== Input material ==
★ ★ ★ ★ ★ ★ ★
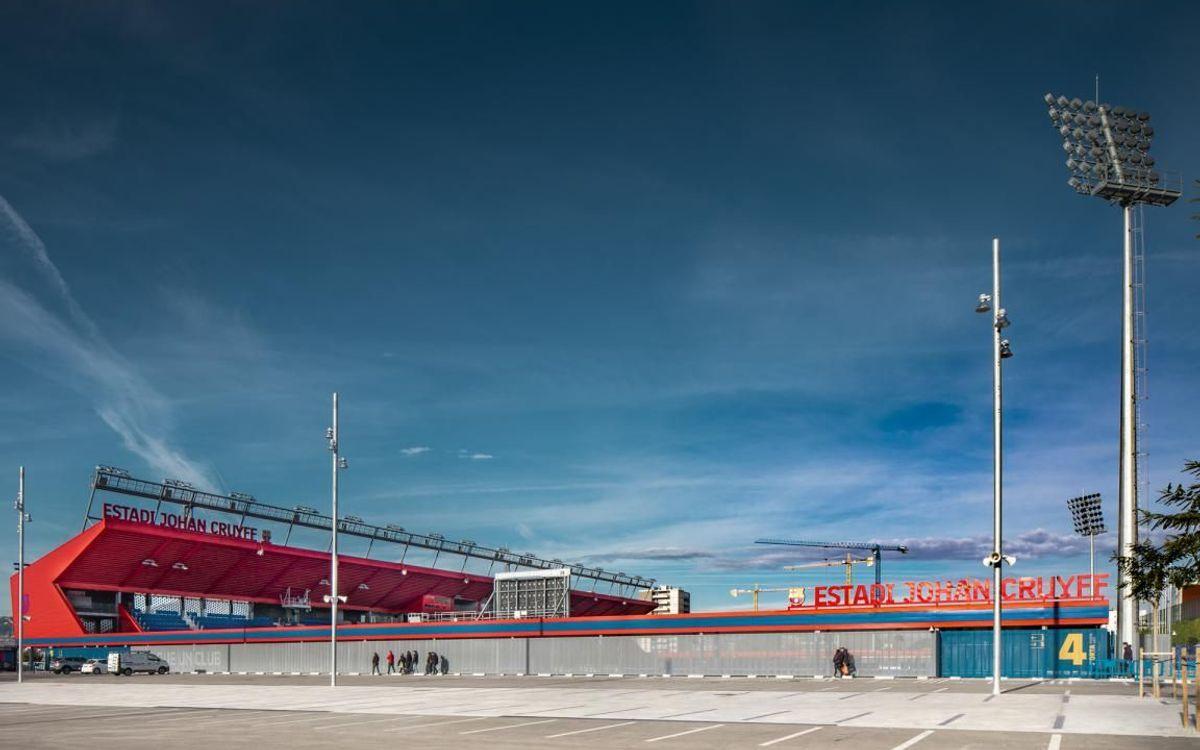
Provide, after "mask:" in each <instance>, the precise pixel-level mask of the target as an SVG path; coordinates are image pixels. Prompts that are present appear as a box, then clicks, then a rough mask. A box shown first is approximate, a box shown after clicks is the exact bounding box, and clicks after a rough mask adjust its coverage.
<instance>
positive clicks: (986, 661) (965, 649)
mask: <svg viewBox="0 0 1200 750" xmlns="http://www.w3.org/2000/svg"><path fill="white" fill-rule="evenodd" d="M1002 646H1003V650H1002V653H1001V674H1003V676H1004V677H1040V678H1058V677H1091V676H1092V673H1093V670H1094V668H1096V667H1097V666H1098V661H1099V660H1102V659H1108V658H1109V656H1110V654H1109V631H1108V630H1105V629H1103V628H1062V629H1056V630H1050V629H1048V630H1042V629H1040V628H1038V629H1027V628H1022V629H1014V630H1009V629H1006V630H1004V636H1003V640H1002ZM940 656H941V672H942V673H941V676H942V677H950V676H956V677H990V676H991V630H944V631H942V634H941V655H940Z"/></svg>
★ ★ ★ ★ ★ ★ ★
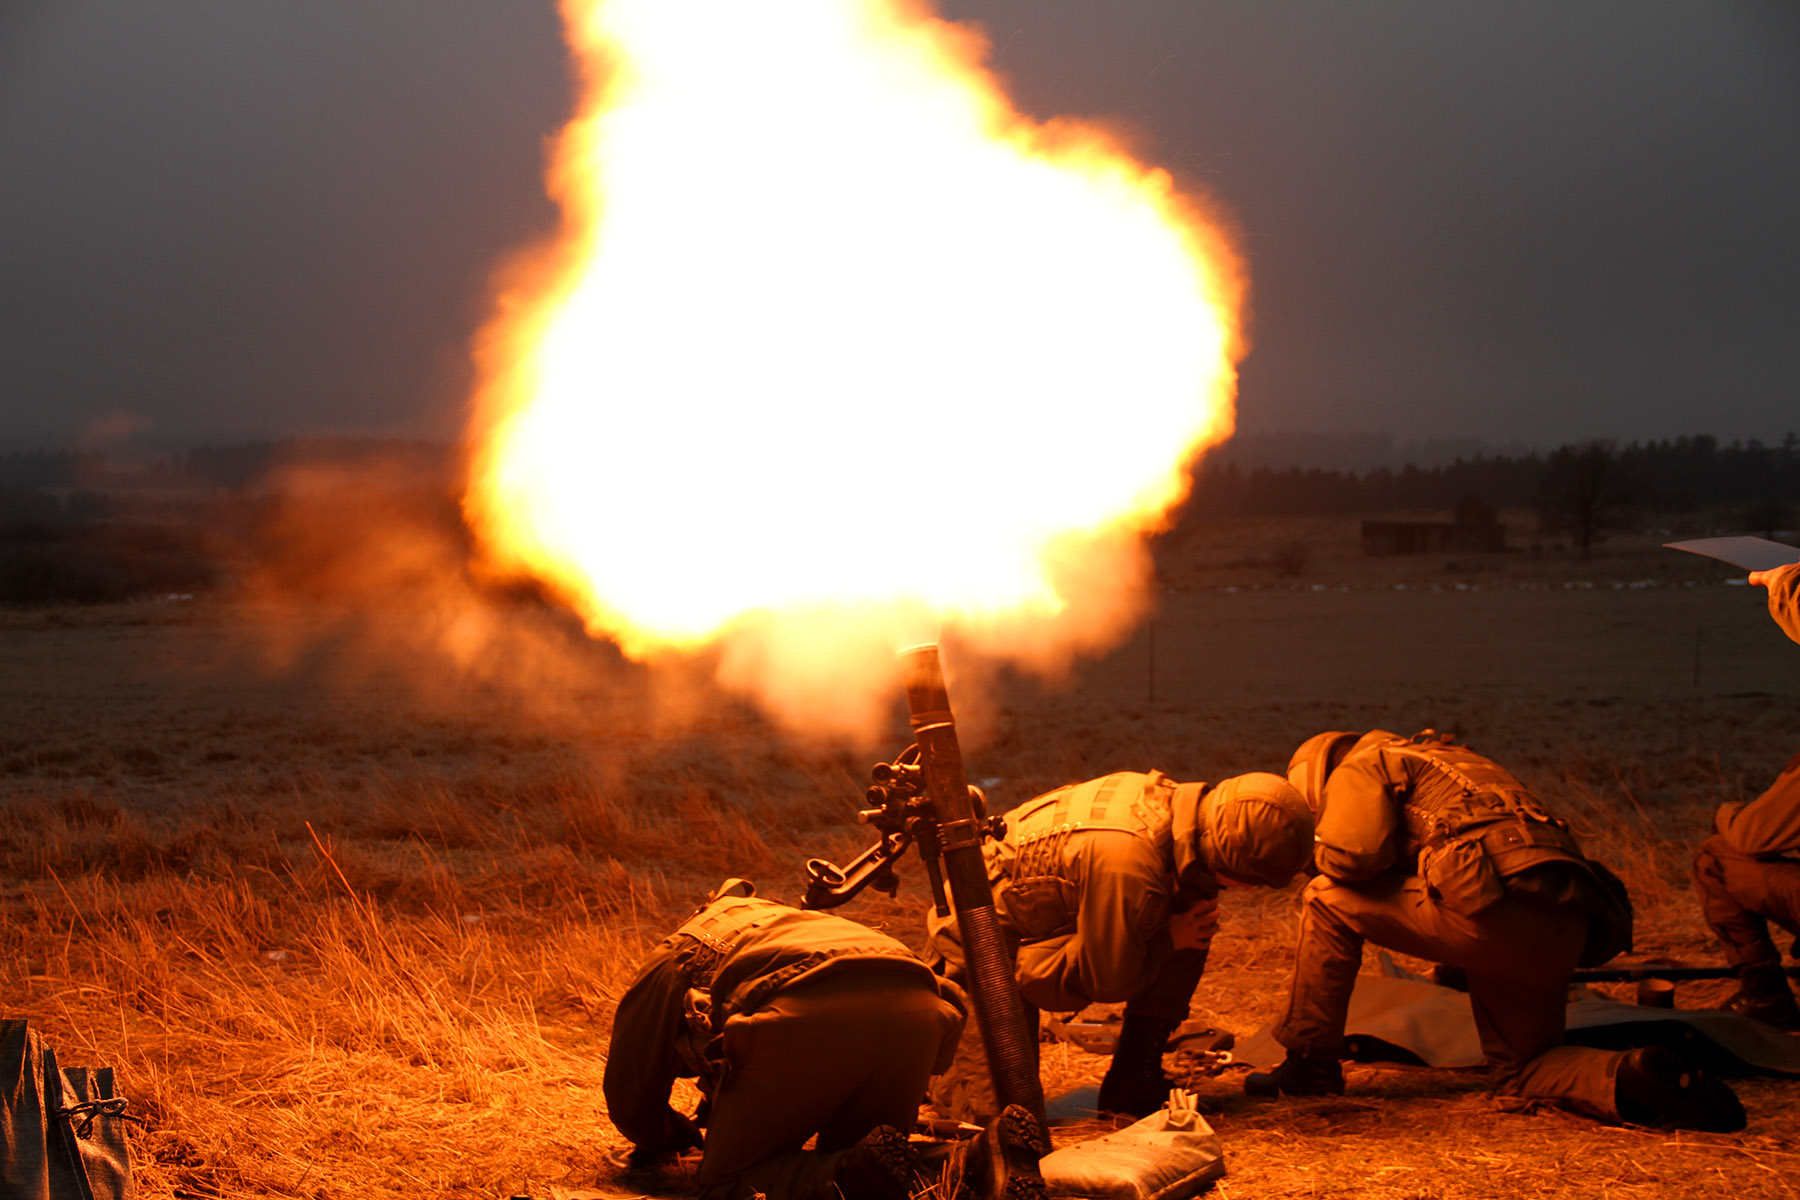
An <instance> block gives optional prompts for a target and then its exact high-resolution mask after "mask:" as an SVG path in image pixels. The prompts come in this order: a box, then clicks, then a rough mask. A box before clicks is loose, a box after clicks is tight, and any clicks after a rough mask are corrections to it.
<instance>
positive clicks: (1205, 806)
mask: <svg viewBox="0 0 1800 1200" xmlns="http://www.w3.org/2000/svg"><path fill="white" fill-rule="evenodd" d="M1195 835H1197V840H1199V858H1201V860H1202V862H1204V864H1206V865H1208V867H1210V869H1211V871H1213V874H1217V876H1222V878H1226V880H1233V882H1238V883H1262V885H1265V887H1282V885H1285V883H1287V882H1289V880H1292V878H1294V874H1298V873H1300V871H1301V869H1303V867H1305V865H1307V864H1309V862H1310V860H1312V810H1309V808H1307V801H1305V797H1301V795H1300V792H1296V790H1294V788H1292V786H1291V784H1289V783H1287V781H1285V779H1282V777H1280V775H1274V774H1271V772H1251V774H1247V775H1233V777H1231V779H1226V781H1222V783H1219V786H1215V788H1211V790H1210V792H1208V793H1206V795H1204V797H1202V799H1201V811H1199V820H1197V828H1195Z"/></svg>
★ ★ ★ ★ ★ ★ ★
== What is needed ==
For this data, state how many lines include the word "exact", with nothing added.

== Written response ==
2